SET TASK: Reproduce the material from its first line through the line containing "M 37 0 L 15", including both of those lines.

RECORDED DATA:
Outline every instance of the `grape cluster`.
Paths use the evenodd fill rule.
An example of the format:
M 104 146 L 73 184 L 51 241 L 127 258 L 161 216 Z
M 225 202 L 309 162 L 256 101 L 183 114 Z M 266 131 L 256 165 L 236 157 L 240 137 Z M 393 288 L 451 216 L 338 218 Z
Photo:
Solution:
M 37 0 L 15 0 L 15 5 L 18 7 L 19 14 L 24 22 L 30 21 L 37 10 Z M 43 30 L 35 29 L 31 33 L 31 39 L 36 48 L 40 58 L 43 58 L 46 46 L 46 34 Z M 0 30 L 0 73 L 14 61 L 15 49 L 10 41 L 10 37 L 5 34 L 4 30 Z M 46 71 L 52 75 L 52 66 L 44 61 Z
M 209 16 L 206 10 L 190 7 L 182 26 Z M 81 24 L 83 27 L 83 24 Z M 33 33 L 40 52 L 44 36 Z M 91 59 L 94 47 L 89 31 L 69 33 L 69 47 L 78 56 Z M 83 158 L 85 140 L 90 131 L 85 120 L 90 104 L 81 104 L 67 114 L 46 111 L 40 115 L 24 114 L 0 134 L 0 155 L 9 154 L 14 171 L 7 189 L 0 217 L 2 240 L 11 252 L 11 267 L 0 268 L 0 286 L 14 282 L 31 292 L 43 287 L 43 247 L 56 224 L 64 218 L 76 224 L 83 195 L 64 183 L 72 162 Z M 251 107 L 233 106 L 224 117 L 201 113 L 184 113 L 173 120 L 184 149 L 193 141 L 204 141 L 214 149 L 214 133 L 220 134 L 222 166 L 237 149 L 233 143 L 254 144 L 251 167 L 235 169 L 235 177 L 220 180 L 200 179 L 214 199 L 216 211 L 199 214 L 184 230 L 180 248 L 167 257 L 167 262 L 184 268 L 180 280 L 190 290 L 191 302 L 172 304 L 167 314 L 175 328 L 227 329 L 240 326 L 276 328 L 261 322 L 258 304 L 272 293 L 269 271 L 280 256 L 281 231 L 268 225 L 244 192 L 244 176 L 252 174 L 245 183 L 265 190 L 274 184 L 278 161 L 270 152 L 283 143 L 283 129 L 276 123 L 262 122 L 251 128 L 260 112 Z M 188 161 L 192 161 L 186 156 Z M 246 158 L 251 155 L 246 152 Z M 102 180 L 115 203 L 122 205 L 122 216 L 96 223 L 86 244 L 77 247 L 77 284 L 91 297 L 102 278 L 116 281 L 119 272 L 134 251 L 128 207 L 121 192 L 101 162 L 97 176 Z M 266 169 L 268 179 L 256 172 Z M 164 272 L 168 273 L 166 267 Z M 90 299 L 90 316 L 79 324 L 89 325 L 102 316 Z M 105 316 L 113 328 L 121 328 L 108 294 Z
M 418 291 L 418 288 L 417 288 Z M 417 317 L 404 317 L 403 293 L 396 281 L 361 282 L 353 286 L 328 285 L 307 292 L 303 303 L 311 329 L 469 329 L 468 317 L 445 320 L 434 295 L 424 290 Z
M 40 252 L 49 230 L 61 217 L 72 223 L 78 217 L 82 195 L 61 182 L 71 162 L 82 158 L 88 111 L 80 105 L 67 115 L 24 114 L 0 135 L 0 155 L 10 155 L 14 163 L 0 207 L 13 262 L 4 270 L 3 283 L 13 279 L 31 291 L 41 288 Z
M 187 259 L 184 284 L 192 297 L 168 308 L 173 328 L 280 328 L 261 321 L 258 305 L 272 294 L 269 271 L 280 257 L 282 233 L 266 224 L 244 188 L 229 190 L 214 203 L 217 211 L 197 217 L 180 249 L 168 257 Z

RESULT OF THIS TASK:
Outline every instance of the `grape cluster`.
Paths use the evenodd fill rule.
An example of the format:
M 104 146 L 73 184 L 51 241 L 127 258 L 161 216 Z
M 225 202 L 309 162 L 256 101 L 183 114 Z M 266 131 L 256 165 L 236 157 L 240 137 Z M 393 288 L 451 216 L 338 218 Z
Photo:
Solution:
M 37 0 L 15 0 L 15 5 L 18 7 L 19 14 L 24 22 L 30 21 L 37 10 Z M 43 30 L 35 29 L 31 33 L 31 39 L 36 48 L 40 58 L 43 58 L 46 46 L 46 34 Z M 0 30 L 0 73 L 14 61 L 15 49 L 10 41 L 10 37 L 5 34 L 4 30 Z M 46 71 L 52 75 L 52 66 L 44 61 Z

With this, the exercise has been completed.